Directions for this task: Count the lines below that contain the string "coordinates", treating uppercase and lowercase as different, and reply with the number alone.

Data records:
- Opening Delimiter -
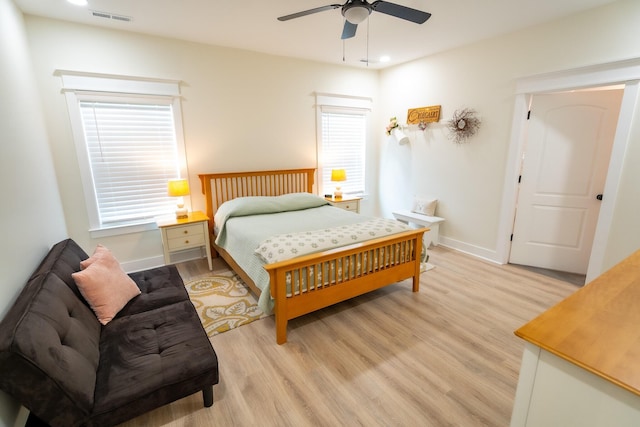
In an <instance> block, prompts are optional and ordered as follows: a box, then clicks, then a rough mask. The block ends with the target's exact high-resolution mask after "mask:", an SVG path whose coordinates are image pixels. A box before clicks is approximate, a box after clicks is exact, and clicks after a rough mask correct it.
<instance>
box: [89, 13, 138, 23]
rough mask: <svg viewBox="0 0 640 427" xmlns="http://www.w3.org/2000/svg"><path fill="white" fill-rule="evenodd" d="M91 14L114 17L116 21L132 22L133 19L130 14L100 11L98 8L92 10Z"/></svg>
mask: <svg viewBox="0 0 640 427" xmlns="http://www.w3.org/2000/svg"><path fill="white" fill-rule="evenodd" d="M91 14H92V15H93V16H96V17H98V18H105V19H113V20H114V21H124V22H131V21H132V20H133V18H131V17H130V16H123V15H114V14H113V13H108V12H98V11H97V10H92V11H91Z"/></svg>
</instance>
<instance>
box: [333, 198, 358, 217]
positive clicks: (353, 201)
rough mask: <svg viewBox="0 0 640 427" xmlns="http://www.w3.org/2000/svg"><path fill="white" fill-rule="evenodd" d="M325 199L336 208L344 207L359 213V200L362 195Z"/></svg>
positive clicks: (356, 212)
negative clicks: (339, 197) (360, 196)
mask: <svg viewBox="0 0 640 427" xmlns="http://www.w3.org/2000/svg"><path fill="white" fill-rule="evenodd" d="M325 200H326V201H327V202H329V203H331V204H332V205H333V206H335V207H337V208H340V209H344V210H346V211H351V212H355V213H360V200H362V197H349V196H346V197H343V198H341V199H335V198H333V197H325Z"/></svg>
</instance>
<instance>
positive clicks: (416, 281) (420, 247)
mask: <svg viewBox="0 0 640 427" xmlns="http://www.w3.org/2000/svg"><path fill="white" fill-rule="evenodd" d="M426 230H429V229H428V228H427V229H426ZM422 236H423V235H422V234H421V235H420V236H416V243H415V250H416V255H415V256H416V258H418V262H416V263H415V264H416V265H415V270H416V271H415V272H414V273H413V292H418V291H420V268H421V267H422V262H421V261H422V259H421V258H422V245H423V242H422V239H423V237H422Z"/></svg>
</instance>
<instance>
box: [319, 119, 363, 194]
mask: <svg viewBox="0 0 640 427" xmlns="http://www.w3.org/2000/svg"><path fill="white" fill-rule="evenodd" d="M332 110H333V109H332ZM321 122H322V123H321V134H322V141H321V144H322V149H321V173H322V181H321V182H322V183H323V189H322V194H331V193H333V191H334V190H335V187H336V185H340V186H341V187H342V191H343V193H345V194H362V193H364V191H365V148H366V125H367V120H366V115H365V111H358V110H346V109H345V111H335V110H333V111H322V113H321ZM332 169H345V170H346V173H347V180H346V181H343V182H341V183H335V182H332V181H331V170H332Z"/></svg>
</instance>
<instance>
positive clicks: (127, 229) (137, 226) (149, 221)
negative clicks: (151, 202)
mask: <svg viewBox="0 0 640 427" xmlns="http://www.w3.org/2000/svg"><path fill="white" fill-rule="evenodd" d="M157 229H158V225H157V224H156V222H155V221H154V220H149V221H148V222H143V223H137V224H128V225H115V226H112V227H103V228H93V229H91V230H89V233H90V235H91V237H92V238H94V239H95V238H101V237H109V236H118V235H122V234H131V233H142V232H144V231H150V230H157Z"/></svg>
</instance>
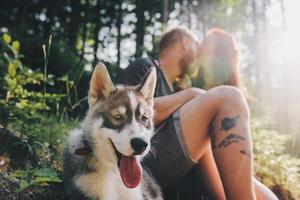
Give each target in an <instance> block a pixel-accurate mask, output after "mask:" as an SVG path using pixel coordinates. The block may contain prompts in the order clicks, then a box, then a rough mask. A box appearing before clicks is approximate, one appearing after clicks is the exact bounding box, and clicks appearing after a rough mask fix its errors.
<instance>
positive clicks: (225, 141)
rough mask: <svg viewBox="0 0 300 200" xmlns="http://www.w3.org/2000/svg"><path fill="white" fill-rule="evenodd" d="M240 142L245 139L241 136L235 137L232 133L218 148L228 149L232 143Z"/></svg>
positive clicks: (231, 133)
mask: <svg viewBox="0 0 300 200" xmlns="http://www.w3.org/2000/svg"><path fill="white" fill-rule="evenodd" d="M240 141H246V139H245V138H244V137H242V136H239V135H236V134H234V133H231V134H230V135H228V136H227V137H226V138H225V139H224V140H223V141H222V142H221V143H220V144H219V145H218V147H219V148H221V147H224V148H226V147H228V146H229V145H231V144H232V143H239V142H240Z"/></svg>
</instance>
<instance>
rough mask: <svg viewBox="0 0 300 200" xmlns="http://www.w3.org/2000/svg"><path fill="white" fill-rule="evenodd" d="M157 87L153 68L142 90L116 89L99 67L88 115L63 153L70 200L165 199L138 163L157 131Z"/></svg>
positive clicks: (148, 75)
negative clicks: (154, 116)
mask: <svg viewBox="0 0 300 200" xmlns="http://www.w3.org/2000/svg"><path fill="white" fill-rule="evenodd" d="M155 85H156V71H155V68H153V69H151V70H150V72H149V75H148V77H147V78H146V80H145V81H144V82H143V83H142V84H141V85H138V86H136V87H129V86H116V87H115V86H114V85H113V83H112V81H111V79H110V77H109V74H108V72H107V69H106V67H105V66H104V64H101V63H100V64H98V65H97V66H96V67H95V69H94V72H93V75H92V78H91V81H90V89H89V97H88V103H89V110H88V113H87V116H86V118H85V119H84V121H83V123H82V124H81V127H80V128H79V129H75V130H73V131H71V133H70V135H69V138H68V144H67V147H66V149H65V151H64V159H63V161H64V182H65V186H66V190H67V193H68V196H69V198H70V199H72V200H73V199H93V200H94V199H97V200H146V199H147V200H152V199H153V200H162V199H163V198H162V194H161V190H160V187H159V186H158V184H157V183H156V182H155V181H154V179H153V178H152V177H151V176H150V173H149V172H148V171H147V170H146V169H145V168H144V170H142V166H141V164H140V160H141V158H142V157H143V156H145V155H146V154H147V153H148V152H149V150H150V139H151V137H152V136H153V132H154V131H153V120H152V118H153V95H154V91H155Z"/></svg>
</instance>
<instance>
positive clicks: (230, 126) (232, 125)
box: [220, 116, 240, 131]
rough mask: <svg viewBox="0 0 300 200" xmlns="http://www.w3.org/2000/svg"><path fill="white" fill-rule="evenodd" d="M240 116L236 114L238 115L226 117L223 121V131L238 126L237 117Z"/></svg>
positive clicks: (222, 124) (221, 130)
mask: <svg viewBox="0 0 300 200" xmlns="http://www.w3.org/2000/svg"><path fill="white" fill-rule="evenodd" d="M239 117H240V116H236V117H233V118H230V117H225V118H224V119H223V120H222V122H221V129H220V130H221V131H224V130H225V131H228V130H229V129H232V128H234V127H235V126H236V124H237V119H238V118H239Z"/></svg>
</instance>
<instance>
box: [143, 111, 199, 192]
mask: <svg viewBox="0 0 300 200" xmlns="http://www.w3.org/2000/svg"><path fill="white" fill-rule="evenodd" d="M179 111H180V110H179V109H178V110H177V111H175V112H174V113H173V114H172V116H170V117H169V118H168V119H167V120H166V121H165V122H164V124H163V125H162V126H161V127H160V128H158V129H157V133H156V135H155V136H154V137H153V138H152V144H151V145H152V148H154V150H152V151H151V152H150V153H149V154H148V155H147V156H146V157H145V158H144V160H143V164H145V165H146V167H148V168H149V169H150V170H151V172H152V174H153V176H154V177H155V178H156V180H157V181H158V183H159V184H160V186H161V187H162V188H163V189H165V188H168V187H172V186H173V185H175V184H176V183H177V182H178V181H179V180H180V179H181V178H183V177H184V176H185V175H186V174H187V173H188V172H189V171H190V170H191V169H192V168H193V166H194V165H195V164H196V162H194V161H193V160H191V158H190V156H189V154H188V149H187V146H186V143H185V140H184V136H183V133H182V128H181V124H180V117H179V116H180V115H179Z"/></svg>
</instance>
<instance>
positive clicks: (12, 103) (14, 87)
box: [0, 34, 64, 130]
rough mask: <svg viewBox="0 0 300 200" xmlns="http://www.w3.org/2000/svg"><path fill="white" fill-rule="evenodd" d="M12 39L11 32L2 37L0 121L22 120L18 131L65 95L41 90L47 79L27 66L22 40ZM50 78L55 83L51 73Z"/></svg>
mask: <svg viewBox="0 0 300 200" xmlns="http://www.w3.org/2000/svg"><path fill="white" fill-rule="evenodd" d="M11 41H12V39H11V36H10V35H8V34H4V35H3V36H2V38H1V40H0V42H1V43H2V46H1V47H2V48H1V52H0V66H1V74H0V77H1V79H0V81H1V84H0V85H1V88H0V90H1V96H0V108H1V112H2V113H3V115H2V116H1V121H2V124H4V126H7V125H8V124H9V122H10V121H16V120H19V121H20V124H19V125H20V126H19V130H24V129H26V124H30V123H32V122H33V121H35V120H38V119H39V118H40V114H41V112H42V111H47V110H49V109H50V107H49V105H50V104H56V103H58V102H59V100H60V99H61V98H62V97H63V96H64V95H59V94H51V93H46V92H40V91H41V87H42V84H43V83H44V80H46V79H45V77H44V75H43V73H41V72H39V71H38V70H36V71H33V70H32V69H30V68H28V67H27V66H25V65H24V64H23V63H22V61H21V58H22V55H20V54H19V50H20V43H19V42H18V41H13V42H11ZM47 80H48V81H49V82H52V76H48V77H47Z"/></svg>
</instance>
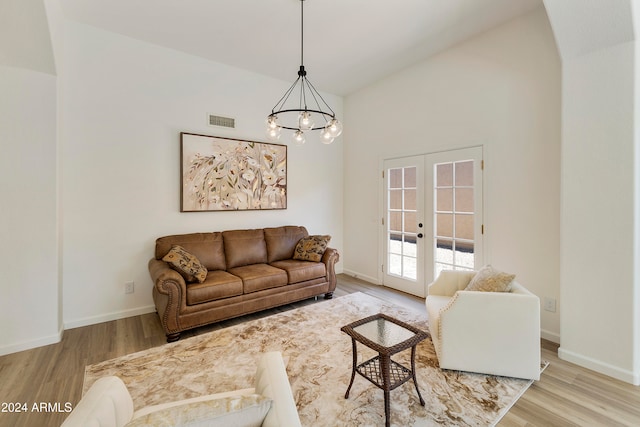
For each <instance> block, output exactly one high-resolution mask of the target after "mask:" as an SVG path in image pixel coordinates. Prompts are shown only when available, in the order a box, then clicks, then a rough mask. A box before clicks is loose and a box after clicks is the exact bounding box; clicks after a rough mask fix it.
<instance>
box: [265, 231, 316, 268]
mask: <svg viewBox="0 0 640 427" xmlns="http://www.w3.org/2000/svg"><path fill="white" fill-rule="evenodd" d="M308 235H309V233H308V232H307V229H306V228H304V227H296V226H290V225H288V226H284V227H276V228H265V229H264V240H265V242H266V243H267V262H268V263H269V264H271V263H272V262H274V261H280V260H283V259H291V258H293V251H294V249H295V248H296V245H297V244H298V242H299V241H300V239H302V238H303V237H307V236H308Z"/></svg>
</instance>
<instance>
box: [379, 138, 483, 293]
mask: <svg viewBox="0 0 640 427" xmlns="http://www.w3.org/2000/svg"><path fill="white" fill-rule="evenodd" d="M467 150H468V151H469V152H471V150H479V153H480V154H479V155H480V164H479V165H478V166H479V167H478V168H477V169H476V171H475V177H476V181H475V182H476V183H477V182H478V180H479V182H480V184H479V185H478V184H476V186H477V187H476V188H477V190H478V191H479V193H480V194H479V197H478V195H477V196H476V200H475V209H476V210H475V212H476V213H477V214H478V215H479V216H480V221H476V223H475V226H474V229H475V236H477V237H475V244H476V246H475V253H474V254H475V268H479V267H481V265H482V264H483V263H484V262H486V257H487V254H486V251H485V247H486V238H485V233H484V231H485V230H484V228H485V227H484V224H485V223H486V221H487V218H486V216H485V210H486V209H485V204H486V203H485V202H486V196H485V191H484V190H485V186H486V176H485V174H484V164H485V158H486V149H485V147H484V146H482V145H476V146H470V147H464V148H456V149H451V150H441V151H435V152H430V153H420V154H415V155H406V156H393V157H386V158H380V160H379V170H380V171H381V173H380V175H379V177H380V181H379V186H378V189H379V198H378V201H379V203H378V212H379V215H378V217H379V218H380V222H379V223H378V224H379V234H378V235H379V245H378V266H379V267H378V283H379V284H381V285H384V284H385V273H384V271H383V267H384V265H385V264H386V255H387V254H386V238H387V236H386V233H387V231H386V225H385V224H384V218H385V216H386V206H385V200H386V195H385V192H386V191H387V187H386V180H385V177H384V176H383V173H384V170H385V162H388V161H391V160H396V159H397V160H399V161H401V160H402V159H406V158H411V157H414V156H425V158H426V157H427V156H433V157H432V158H433V159H443V158H445V159H446V158H447V156H449V155H450V156H455V154H456V153H461V152H464V151H467ZM476 153H477V151H476ZM427 163H429V162H427V161H425V175H426V174H428V173H431V172H428V171H427V170H426V169H427V167H426V164H427ZM431 164H432V163H431ZM425 181H426V182H428V183H429V185H430V186H432V183H431V180H428V179H425ZM425 190H427V189H425ZM432 191H433V189H432V188H431V189H429V191H425V193H429V194H431V192H432ZM425 197H426V198H429V197H428V196H426V195H425ZM429 199H430V200H428V201H427V200H425V211H424V212H425V214H424V215H425V217H426V216H427V214H426V212H427V209H428V210H429V212H430V214H429V216H430V215H431V213H432V212H433V199H432V198H429ZM423 220H424V221H423V222H424V223H425V226H426V227H429V226H431V221H430V220H429V218H423ZM425 234H426V233H425ZM423 240H424V241H425V244H424V250H423V252H424V259H425V263H431V264H433V259H434V253H433V252H434V249H433V247H432V244H431V242H428V243H427V242H426V240H428V239H427V238H426V236H425V239H423ZM425 270H426V269H425ZM426 274H429V273H428V272H427V273H426ZM430 274H433V267H431V273H430ZM423 280H425V279H423ZM427 285H428V283H424V288H425V291H424V292H425V296H426V293H427V289H426V287H427Z"/></svg>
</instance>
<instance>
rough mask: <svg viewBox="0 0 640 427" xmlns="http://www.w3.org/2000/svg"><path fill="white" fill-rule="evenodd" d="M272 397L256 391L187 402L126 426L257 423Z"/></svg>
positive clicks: (152, 412) (226, 424)
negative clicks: (265, 395)
mask: <svg viewBox="0 0 640 427" xmlns="http://www.w3.org/2000/svg"><path fill="white" fill-rule="evenodd" d="M270 408H271V399H270V398H268V397H266V396H262V395H259V394H248V395H242V394H240V395H236V396H229V397H222V398H217V399H209V400H204V401H196V402H193V401H192V402H187V403H182V404H180V405H176V406H171V407H168V408H164V409H160V410H156V411H153V412H150V413H148V414H146V415H143V416H139V417H138V418H135V419H133V420H132V421H131V422H130V423H128V424H126V427H173V426H189V427H218V426H219V427H229V426H234V427H260V426H261V425H262V422H263V420H264V418H265V417H266V415H267V413H268V412H269V409H270Z"/></svg>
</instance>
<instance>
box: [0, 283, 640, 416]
mask: <svg viewBox="0 0 640 427" xmlns="http://www.w3.org/2000/svg"><path fill="white" fill-rule="evenodd" d="M353 292H364V293H367V294H369V295H372V296H375V297H378V298H380V299H383V300H386V301H391V302H393V303H396V304H400V305H405V306H408V307H411V308H414V309H415V310H420V311H421V312H424V313H425V316H426V309H425V307H424V303H423V300H421V299H420V298H417V297H413V296H411V295H407V294H404V293H402V292H397V291H394V290H392V289H389V288H385V287H381V286H375V285H371V284H368V283H367V282H363V281H361V280H358V279H354V278H352V277H349V276H346V275H339V278H338V287H337V289H336V292H335V294H334V295H335V297H339V296H343V295H347V294H350V293H353ZM318 301H321V299H319V300H318ZM314 303H316V301H315V300H314V299H310V300H306V301H301V302H298V303H295V304H290V305H288V306H285V307H281V308H277V309H273V310H267V311H265V312H262V313H259V314H254V315H249V316H244V317H242V318H238V319H233V320H229V321H225V322H220V323H218V324H215V325H211V326H208V327H203V328H198V329H196V330H194V331H190V332H188V333H184V334H183V336H184V337H185V338H186V337H189V336H193V335H198V334H202V333H205V332H209V331H212V330H216V329H220V328H224V327H228V326H231V325H235V324H238V323H241V322H244V321H247V320H252V319H255V318H258V317H264V316H267V315H270V314H274V313H276V312H281V311H285V310H288V309H292V308H297V307H301V306H304V305H308V304H314ZM164 343H165V336H164V333H163V331H162V328H161V327H160V323H159V321H158V319H157V315H156V314H155V313H152V314H147V315H141V316H135V317H130V318H127V319H122V320H117V321H113V322H106V323H101V324H97V325H92V326H86V327H82V328H77V329H71V330H68V331H65V333H64V337H63V339H62V342H60V343H58V344H54V345H49V346H45V347H40V348H36V349H33V350H28V351H23V352H20V353H15V354H10V355H7V356H2V357H0V403H1V404H2V405H3V407H2V408H0V411H2V410H7V409H12V408H11V407H10V406H9V405H10V404H15V403H21V404H22V403H26V405H27V407H28V408H27V409H28V410H27V412H26V413H6V412H0V426H3V427H4V426H26V427H32V426H58V425H60V424H61V423H62V421H63V420H64V419H65V418H66V416H67V414H66V413H64V412H35V411H34V410H33V405H34V403H35V404H37V405H39V404H40V402H44V403H45V404H49V403H50V404H53V405H52V406H53V408H50V409H54V410H55V409H56V408H55V404H56V403H58V404H59V406H60V407H61V410H62V411H64V404H65V403H66V402H70V403H71V404H72V405H73V406H75V404H76V403H77V402H78V401H79V400H80V397H81V392H82V382H83V378H84V367H85V366H86V365H89V364H94V363H98V362H101V361H104V360H108V359H112V358H114V357H119V356H123V355H125V354H129V353H133V352H136V351H141V350H146V349H148V348H151V347H155V346H160V345H163V344H164ZM557 350H558V346H557V345H555V344H553V343H551V342H548V341H544V340H543V342H542V357H543V358H544V359H545V360H547V361H549V362H550V366H549V367H548V368H547V369H546V370H545V371H544V373H543V374H542V378H541V379H540V381H538V382H535V383H534V384H533V385H532V386H531V387H530V388H529V389H528V390H527V391H526V393H525V394H524V395H523V396H522V397H521V398H520V400H518V402H517V403H516V405H515V406H514V407H513V408H512V409H511V410H510V411H509V413H508V414H507V415H506V416H505V417H504V418H503V419H502V420H501V421H500V423H499V424H498V425H499V426H502V427H510V426H540V427H547V426H639V425H640V387H635V386H632V385H630V384H627V383H624V382H621V381H618V380H615V379H612V378H609V377H606V376H604V375H601V374H598V373H595V372H592V371H589V370H587V369H584V368H580V367H578V366H576V365H573V364H571V363H568V362H565V361H562V360H560V359H558V354H557Z"/></svg>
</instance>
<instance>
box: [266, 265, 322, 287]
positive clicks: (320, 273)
mask: <svg viewBox="0 0 640 427" xmlns="http://www.w3.org/2000/svg"><path fill="white" fill-rule="evenodd" d="M271 265H272V266H274V267H277V268H281V269H282V270H284V271H286V272H287V277H288V280H289V284H293V283H299V282H304V281H305V280H313V279H319V278H321V277H325V276H326V275H327V267H326V265H324V263H321V262H310V261H297V260H293V259H285V260H282V261H276V262H273V263H271Z"/></svg>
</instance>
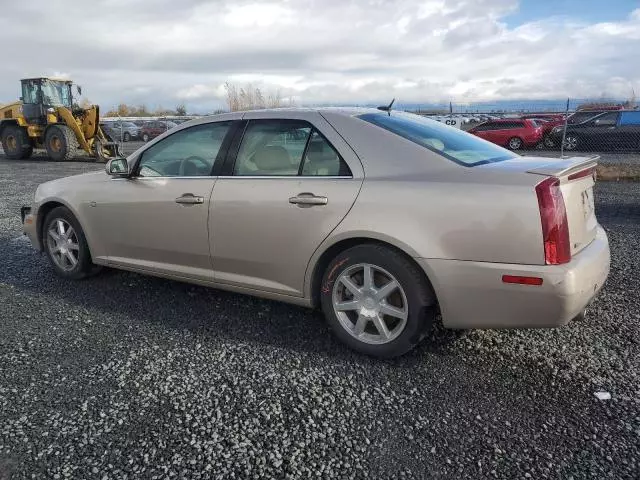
- Closing Delimiter -
Output of the exercise: 3